Records for this task

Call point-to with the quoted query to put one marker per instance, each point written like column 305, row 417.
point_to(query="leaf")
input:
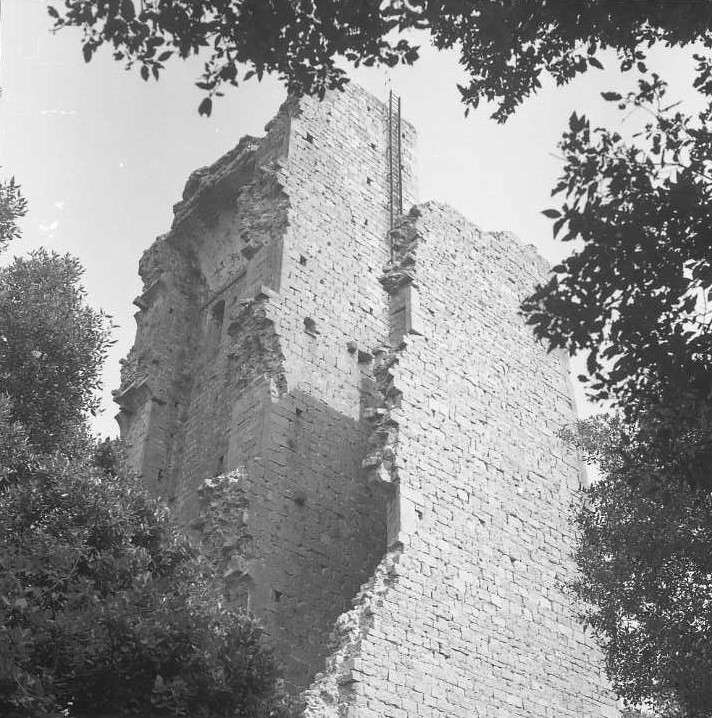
column 128, row 10
column 205, row 107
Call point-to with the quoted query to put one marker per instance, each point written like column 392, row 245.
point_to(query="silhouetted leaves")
column 634, row 297
column 505, row 48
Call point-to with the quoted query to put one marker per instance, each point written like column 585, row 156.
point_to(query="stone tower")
column 390, row 421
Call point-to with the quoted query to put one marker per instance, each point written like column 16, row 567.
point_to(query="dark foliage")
column 646, row 573
column 505, row 47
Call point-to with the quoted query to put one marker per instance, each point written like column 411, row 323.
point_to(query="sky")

Problem description
Print nothing but the lines from the one containing "411, row 323." through the end of the listing above, exactly as written.

Task solution
Call point-to with the quoted query to put one marker per instance, each point written like column 411, row 323.
point_to(query="sky")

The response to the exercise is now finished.